(EXTRACT TO READ):
# what kind of tree?



## horsecrazygirl13 (Jul 16, 2012)

Hi we have lots of trees bordering our paddock and I dont know what kind they are but thier seeds look something like this:
does anyone have an idea what kind of trees they are and if they are toxic to horses? thanks.


----------



## Speed Racer (Oct 21, 2009)

Those are maples. Shouldn't be toxic to horses.


----------



## horsecrazygirl13 (Jul 16, 2012)

Speed Racer said:


> Those are maples. Shouldn't be toxic to horses.


 Maples? I didnt know that. their leaves dont look like maple, though. (shrugs) well, maybe its a different kind then. thanks for the fast reply seedracer.


----------



## Fulford15 (Oct 17, 2012)

As long as it's not a Red Maple Tree it should be fine... Red Maple Tree's are very toxic to horses.


----------



## jaydee (May 10, 2012)

The red maple is poisonous to horses - yours probably isnt but you should check the leaves which are different as I think the seeds are very similar
http://www.agnr.umd.edu/news/article.cfm?id=0fbcf86f0a5a5a8f00808e07078e1e43


----------



## smrobs (Jul 30, 2008)

Are the seeds more of a beige color all over (with some green tints) or do they have a pinkish hue?

I would be dang sure double checking the leaves to make sure that it wasn't a red maple. If it's a regular maple, though, it's fine.


----------



## Speed Racer (Oct 21, 2009)

I was going off the color the OP posted. Red maple seeds have a red tinge to them. Regular maples aren't toxic.

I have a black cherry tree that needs cutting down. I'm getting ready to fence in the area where it's located, and I don't want my horses chewing on the tree or eating the fruit. Black cherry is also highly toxic to horses.


----------



## horsecrazygirl13 (Jul 16, 2012)

smrobs said:


> Are the seeds more of a beige color all over (with some green tints) or do they have a pinkish hue?

(DATA LISTING):
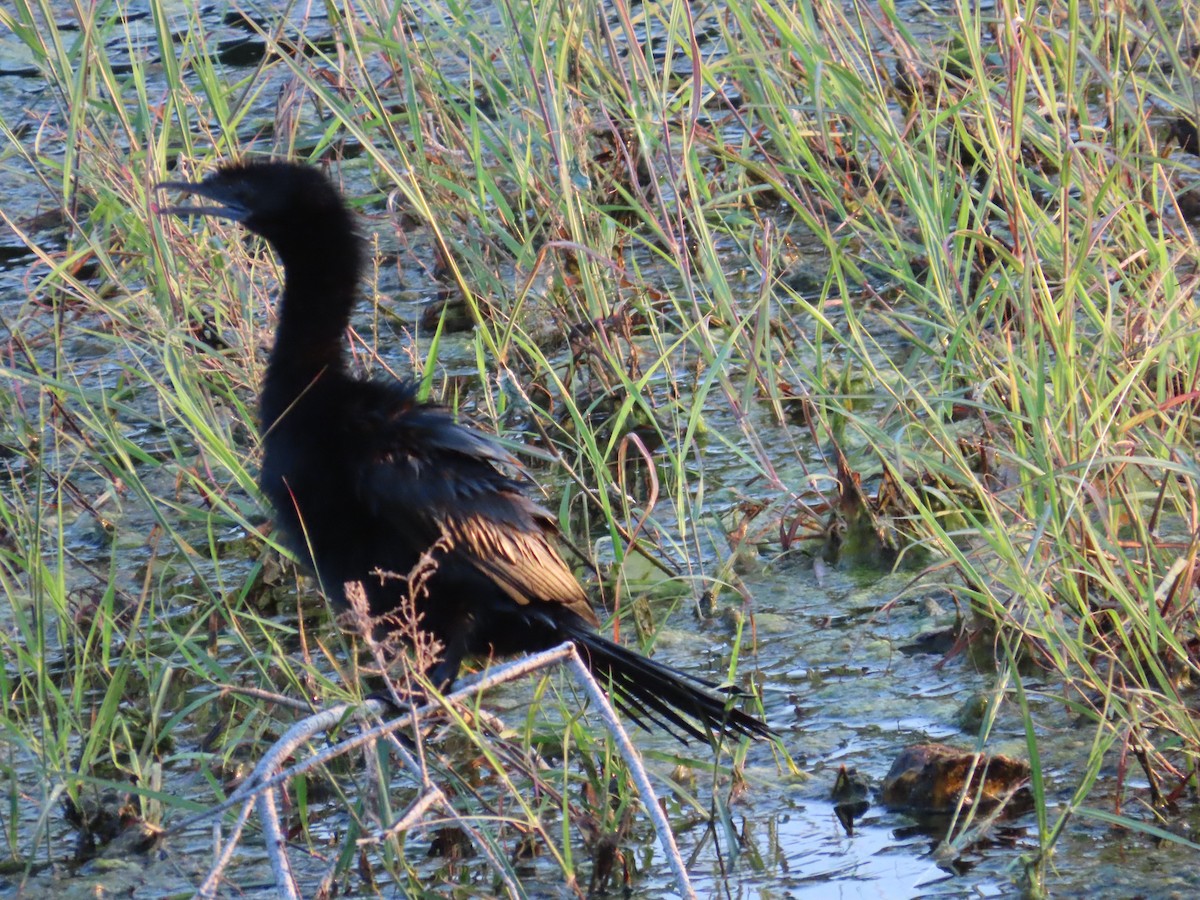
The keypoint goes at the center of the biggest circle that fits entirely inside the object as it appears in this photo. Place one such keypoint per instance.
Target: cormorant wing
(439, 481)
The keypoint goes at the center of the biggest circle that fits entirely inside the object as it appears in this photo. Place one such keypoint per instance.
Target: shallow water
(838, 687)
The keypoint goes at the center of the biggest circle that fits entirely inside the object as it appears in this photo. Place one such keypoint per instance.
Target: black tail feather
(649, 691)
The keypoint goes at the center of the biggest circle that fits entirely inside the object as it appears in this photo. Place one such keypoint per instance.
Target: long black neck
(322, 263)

(TASK OBJECTIVE):
Answer from the thread about the paddock trees:
(a) Which kind of maple does Fulford15 call very toxic to horses?
(b) In Speed Racer's second post, what tinge do red maple seeds have?
(c) Which tree does Speed Racer say needs cutting down?

(RESPONSE AREA):
(a) The Red Maple.
(b) A red tinge.
(c) A black cherry tree.